- [Data]
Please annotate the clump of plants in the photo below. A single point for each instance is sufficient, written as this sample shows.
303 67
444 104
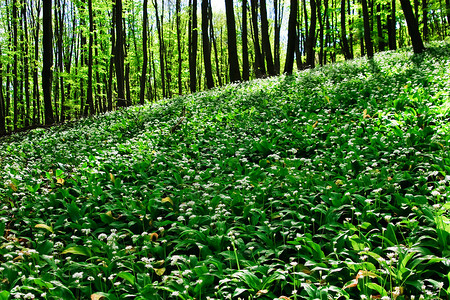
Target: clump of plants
332 183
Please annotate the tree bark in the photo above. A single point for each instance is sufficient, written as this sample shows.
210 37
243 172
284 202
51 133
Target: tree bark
193 45
292 38
145 53
233 61
245 60
260 69
266 40
206 45
311 39
367 29
119 56
47 60
413 27
345 47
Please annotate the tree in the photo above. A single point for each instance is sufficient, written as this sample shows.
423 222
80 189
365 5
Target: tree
413 27
367 29
145 53
206 45
119 56
292 37
47 60
193 44
245 60
233 61
267 50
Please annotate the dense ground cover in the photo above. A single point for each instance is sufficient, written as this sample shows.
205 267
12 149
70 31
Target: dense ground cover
330 184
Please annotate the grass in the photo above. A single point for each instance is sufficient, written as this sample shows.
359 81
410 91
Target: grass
329 184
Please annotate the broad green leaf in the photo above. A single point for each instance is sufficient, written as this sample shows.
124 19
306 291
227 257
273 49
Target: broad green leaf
78 250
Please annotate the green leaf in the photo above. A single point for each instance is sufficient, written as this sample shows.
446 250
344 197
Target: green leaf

- [Requirement]
Pictures do not go in the copy; print every entry exactly as it stands.

- [Result of this exercise]
Please annotate the clump of plants in the photo below. A single point for each instance is sufficient, written as this sample shows.
303 67
444 104
Target: clump of plants
332 183
Please annotate the tree bark in the photo above. A single point for each instance is sufficient, written as this sample shows.
210 37
243 172
284 202
51 133
Target: tree bark
193 45
292 38
145 53
233 61
245 60
260 69
266 40
206 45
311 39
367 29
119 56
47 60
413 27
345 47
Please annotate the tree in the photo above. A single point for each instance is sufficient, written as this sample shows.
423 222
80 189
365 5
Target: tree
413 27
367 29
145 53
206 45
119 56
292 37
47 60
193 44
245 60
233 61
267 50
Please annotate the dense ground cover in the photo above. A single point for each instance is sufficient, written as this sample shows.
205 267
12 149
70 31
Target: dense ground cover
330 184
Please annotate the grass in the photo above. A single point for each instance is sufficient, written as this sample shows.
359 81
410 91
Target: grass
329 184
Please annotate the broad green leaf in the photo above. A single point for each instance is sufficient, written as this sample shows.
124 19
306 291
227 257
273 49
Target: broad green leaf
78 250
Please annotate the green leaf in the photo above. A single point for each instance is sufficient, written as this sample shows.
446 250
344 197
Target: green leaf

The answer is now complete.